- _Task prompt_
Rewrite the part of the items that opens with the line containing "Where can the crab eye be" and runs through the end of the items, requests included, shifting every coordinate in the answers by -40.

Location labeling items:
•••

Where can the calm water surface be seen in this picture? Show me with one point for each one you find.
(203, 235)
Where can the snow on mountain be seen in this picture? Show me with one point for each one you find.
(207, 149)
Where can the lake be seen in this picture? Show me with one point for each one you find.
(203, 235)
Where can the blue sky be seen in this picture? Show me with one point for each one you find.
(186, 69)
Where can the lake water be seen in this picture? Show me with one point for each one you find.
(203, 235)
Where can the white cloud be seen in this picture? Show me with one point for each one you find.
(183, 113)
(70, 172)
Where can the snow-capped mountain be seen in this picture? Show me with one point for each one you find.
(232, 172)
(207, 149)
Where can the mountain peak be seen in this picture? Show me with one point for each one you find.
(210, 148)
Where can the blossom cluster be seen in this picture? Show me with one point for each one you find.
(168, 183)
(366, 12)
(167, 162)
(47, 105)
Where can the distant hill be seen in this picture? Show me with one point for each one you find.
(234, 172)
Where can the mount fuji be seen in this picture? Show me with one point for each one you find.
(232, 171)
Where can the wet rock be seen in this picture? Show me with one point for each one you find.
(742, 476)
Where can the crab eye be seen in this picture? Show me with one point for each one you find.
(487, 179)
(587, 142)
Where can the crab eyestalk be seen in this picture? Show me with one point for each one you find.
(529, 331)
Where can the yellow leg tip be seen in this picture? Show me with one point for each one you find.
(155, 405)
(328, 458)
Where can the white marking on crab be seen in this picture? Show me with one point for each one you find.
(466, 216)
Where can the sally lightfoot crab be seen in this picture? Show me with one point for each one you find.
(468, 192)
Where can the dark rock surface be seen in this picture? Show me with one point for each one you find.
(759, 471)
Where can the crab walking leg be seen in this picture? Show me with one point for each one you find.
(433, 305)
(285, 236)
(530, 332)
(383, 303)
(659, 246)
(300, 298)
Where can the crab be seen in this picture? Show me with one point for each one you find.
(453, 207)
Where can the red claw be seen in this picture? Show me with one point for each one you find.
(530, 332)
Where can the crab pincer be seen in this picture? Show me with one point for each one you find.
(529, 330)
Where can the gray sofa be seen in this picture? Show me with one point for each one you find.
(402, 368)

•••

- _Exercise output_
Where can the crab eye be seen in this picture? Show me with one point for each one you find.
(447, 139)
(547, 102)
Where can the crab eyestalk be seen in this picture? Show me with one point for each one you find.
(489, 291)
Where can the yellow leg tip be seen in this picture? Show me with one point for each one you find.
(115, 365)
(288, 418)
Where can the white marking on crab be seen in this picture? Show me with one point for each one you find.
(426, 176)
Where can the sally lightfoot crab be seen in this picture? Show me with one point for each one you find.
(428, 152)
Where can the dark rock surface be seen in this picture? Show me with one point for each one you find.
(719, 431)
Where can the crab walking leg be seen in this picture? Show me with one point for each one you find.
(393, 265)
(245, 196)
(490, 292)
(343, 263)
(619, 206)
(260, 258)
Where can the crab be seen in this picture? Show me with one point for each one you find.
(413, 167)
Where can the red claw be seen in this picture? Show me with one point for each one you find.
(490, 292)
Where can the crab pincer be seen in this picture? Show me with one point for each one you find.
(489, 290)
Where can the gray sofa be seen in this picture? Show me with one point for each one you find.
(362, 328)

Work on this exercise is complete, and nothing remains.